TO DO =
Convert the lines starting at the one containing "Objective — for every instance of the small box" and ending at the one containing "[[128, 256]]" into a Markdown table with the columns Row and Line, skipping any blank lines.

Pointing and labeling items
--------------------
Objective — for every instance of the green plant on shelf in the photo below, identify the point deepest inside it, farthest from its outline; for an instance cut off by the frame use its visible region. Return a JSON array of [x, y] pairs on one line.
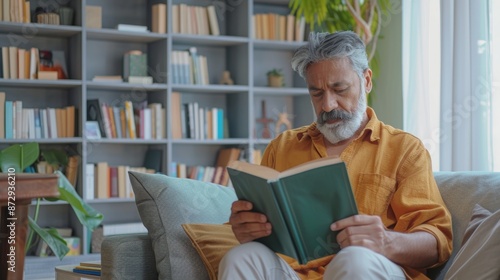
[[21, 156], [275, 72]]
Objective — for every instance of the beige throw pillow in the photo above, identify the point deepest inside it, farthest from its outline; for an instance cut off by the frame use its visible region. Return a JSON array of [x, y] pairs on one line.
[[211, 242]]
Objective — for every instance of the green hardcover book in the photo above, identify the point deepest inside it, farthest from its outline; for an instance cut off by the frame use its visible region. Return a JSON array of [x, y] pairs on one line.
[[300, 203], [135, 65]]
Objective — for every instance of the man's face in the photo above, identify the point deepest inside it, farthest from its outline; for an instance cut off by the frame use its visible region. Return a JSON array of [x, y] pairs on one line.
[[338, 97]]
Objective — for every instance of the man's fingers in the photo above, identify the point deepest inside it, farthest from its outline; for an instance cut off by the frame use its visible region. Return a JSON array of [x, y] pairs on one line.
[[356, 220]]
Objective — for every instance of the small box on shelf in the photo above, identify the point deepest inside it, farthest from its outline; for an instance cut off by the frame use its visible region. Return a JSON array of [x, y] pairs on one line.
[[93, 17]]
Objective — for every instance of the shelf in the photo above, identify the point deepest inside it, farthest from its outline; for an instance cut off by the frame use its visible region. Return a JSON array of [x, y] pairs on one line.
[[36, 29], [210, 88], [41, 83], [136, 141], [91, 52], [280, 91], [124, 86], [276, 45], [124, 36], [207, 40], [75, 140], [230, 141]]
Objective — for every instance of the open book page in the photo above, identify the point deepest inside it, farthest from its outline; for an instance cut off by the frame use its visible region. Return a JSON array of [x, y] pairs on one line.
[[254, 169], [310, 165], [271, 174]]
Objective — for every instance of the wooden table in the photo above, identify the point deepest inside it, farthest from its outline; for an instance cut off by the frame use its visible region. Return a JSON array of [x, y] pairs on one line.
[[65, 272], [14, 216]]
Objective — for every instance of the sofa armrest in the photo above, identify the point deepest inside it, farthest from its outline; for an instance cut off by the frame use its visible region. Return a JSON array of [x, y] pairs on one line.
[[128, 256]]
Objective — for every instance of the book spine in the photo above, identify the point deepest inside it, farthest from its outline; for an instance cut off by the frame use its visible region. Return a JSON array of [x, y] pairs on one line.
[[283, 202]]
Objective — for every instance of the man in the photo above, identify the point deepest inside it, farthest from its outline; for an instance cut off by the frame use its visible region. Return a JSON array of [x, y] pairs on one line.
[[403, 226]]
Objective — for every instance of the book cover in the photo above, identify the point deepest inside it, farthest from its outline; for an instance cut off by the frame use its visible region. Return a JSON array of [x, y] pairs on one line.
[[53, 60], [94, 114], [292, 199]]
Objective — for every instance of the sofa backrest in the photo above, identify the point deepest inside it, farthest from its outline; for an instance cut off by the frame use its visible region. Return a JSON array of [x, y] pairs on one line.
[[460, 192]]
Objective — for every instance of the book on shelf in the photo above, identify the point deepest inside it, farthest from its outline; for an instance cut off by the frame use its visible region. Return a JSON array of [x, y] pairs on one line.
[[93, 16], [135, 63], [94, 114], [292, 199], [108, 78], [53, 61], [224, 157], [153, 159], [2, 115], [213, 21], [144, 80], [87, 270], [159, 18], [198, 20], [132, 27]]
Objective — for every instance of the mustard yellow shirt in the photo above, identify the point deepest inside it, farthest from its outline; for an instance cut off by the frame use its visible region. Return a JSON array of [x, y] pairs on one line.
[[391, 176]]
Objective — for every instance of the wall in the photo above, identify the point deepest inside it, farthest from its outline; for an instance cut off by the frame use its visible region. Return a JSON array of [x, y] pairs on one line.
[[388, 86]]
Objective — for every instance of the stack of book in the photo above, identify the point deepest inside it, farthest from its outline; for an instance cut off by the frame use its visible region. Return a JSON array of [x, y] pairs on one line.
[[190, 67], [278, 27], [135, 67], [196, 20], [89, 268]]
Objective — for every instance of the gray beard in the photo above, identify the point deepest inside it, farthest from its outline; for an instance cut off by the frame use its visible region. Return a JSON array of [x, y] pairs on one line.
[[349, 124]]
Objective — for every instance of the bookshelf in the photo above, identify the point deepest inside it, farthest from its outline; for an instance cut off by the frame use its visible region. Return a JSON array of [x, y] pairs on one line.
[[91, 52]]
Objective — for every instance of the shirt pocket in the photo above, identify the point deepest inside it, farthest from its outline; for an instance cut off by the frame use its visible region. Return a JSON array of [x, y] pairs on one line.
[[374, 193]]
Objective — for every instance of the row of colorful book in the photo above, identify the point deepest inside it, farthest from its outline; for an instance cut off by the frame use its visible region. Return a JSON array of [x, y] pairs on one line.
[[189, 67], [105, 181], [271, 26], [15, 11], [17, 122], [140, 120], [33, 63], [198, 122], [196, 20]]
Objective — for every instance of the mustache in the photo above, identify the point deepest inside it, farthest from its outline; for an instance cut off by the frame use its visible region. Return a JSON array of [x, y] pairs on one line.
[[334, 115]]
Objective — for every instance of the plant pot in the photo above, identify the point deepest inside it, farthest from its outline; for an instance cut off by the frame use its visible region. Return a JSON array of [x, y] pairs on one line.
[[275, 81]]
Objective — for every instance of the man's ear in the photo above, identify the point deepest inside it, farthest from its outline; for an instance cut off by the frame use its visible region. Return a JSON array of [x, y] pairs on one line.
[[368, 80]]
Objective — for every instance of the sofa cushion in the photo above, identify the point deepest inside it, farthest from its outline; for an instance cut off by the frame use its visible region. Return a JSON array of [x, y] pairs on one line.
[[478, 258], [479, 214], [211, 242], [164, 204], [461, 191]]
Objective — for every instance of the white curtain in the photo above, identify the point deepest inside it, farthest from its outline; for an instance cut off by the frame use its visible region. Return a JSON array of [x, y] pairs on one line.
[[465, 134], [447, 85], [421, 80]]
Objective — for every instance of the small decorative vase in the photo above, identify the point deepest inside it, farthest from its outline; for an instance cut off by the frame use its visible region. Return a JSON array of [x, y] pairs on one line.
[[275, 81]]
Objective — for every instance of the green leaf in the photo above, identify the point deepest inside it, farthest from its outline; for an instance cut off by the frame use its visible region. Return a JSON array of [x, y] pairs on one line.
[[87, 215], [55, 157], [52, 238], [18, 156]]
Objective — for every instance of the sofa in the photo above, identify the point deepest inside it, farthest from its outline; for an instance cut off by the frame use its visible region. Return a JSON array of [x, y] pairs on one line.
[[165, 204]]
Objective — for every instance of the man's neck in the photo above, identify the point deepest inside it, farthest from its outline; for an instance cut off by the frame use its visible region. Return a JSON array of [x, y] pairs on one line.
[[337, 148]]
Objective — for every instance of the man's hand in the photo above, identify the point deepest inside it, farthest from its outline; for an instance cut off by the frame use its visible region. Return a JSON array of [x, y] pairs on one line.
[[416, 249], [362, 230], [248, 225]]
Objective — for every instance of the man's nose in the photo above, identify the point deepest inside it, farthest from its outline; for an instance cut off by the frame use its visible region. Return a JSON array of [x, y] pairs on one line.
[[330, 102]]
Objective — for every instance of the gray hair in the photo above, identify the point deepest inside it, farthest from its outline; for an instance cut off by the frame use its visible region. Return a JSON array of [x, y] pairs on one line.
[[324, 46]]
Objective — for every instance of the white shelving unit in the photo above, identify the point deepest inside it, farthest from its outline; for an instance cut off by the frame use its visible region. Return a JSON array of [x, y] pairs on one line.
[[90, 52]]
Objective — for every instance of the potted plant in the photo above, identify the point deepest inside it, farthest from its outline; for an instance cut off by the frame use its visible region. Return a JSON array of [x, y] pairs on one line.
[[275, 78], [20, 156]]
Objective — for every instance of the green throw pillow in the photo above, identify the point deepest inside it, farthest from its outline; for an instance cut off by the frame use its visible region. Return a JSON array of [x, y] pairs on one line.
[[164, 204]]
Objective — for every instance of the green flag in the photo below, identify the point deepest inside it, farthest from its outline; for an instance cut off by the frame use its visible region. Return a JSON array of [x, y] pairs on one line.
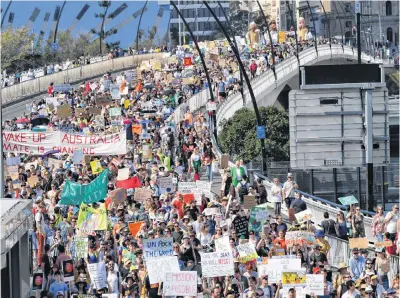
--------------------
WRITTEN REPLY =
| Row | Line |
|---|---|
| 1 | Objective — for every instance of the small box on shelf in the photo above, identify the point deepest inside it, farthest from its outline; for an instance cut off by the frame use its visible region. Return a JSON array of [x, y] pairs on one line. |
| 2 | [[93, 17]] |
| 3 | Objective — for every instance of the shelf in the photo above, identify the point deepest inside it, farthest from its outline; for an instance cut off by the frame use its visible region. Return a JSON array of [x, y] pairs on one line. |
| 4 | [[36, 29], [210, 88], [41, 83], [136, 141], [91, 52], [280, 91], [124, 86], [276, 45], [124, 36], [207, 40], [75, 140], [230, 141]] |
| 5 | Objective — for every instance of the open book page in the photo above, identify the point deepest inside it, farthest from its outline; for an instance cut off by the frame use its visible region. Return a JSON array of [x, y] pairs on one line. |
| 6 | [[254, 169], [310, 165], [271, 174]] |
| 7 | Objective — for every instance of the wooden table in the photo above, identify the point deepest inside it, farthest from its outline; for an instance cut off by the frame use its visible region. Return a JSON array of [x, y] pairs on one line. |
| 8 | [[65, 272], [14, 216]] |
| 9 | Objective — for every instance of the sofa armrest in the photo above, identify the point deepest inside it, farthest from its outline; for an instance cut off by the frame use its visible region. Return a JSON array of [x, y] pairs on one line. |
| 10 | [[128, 256]] |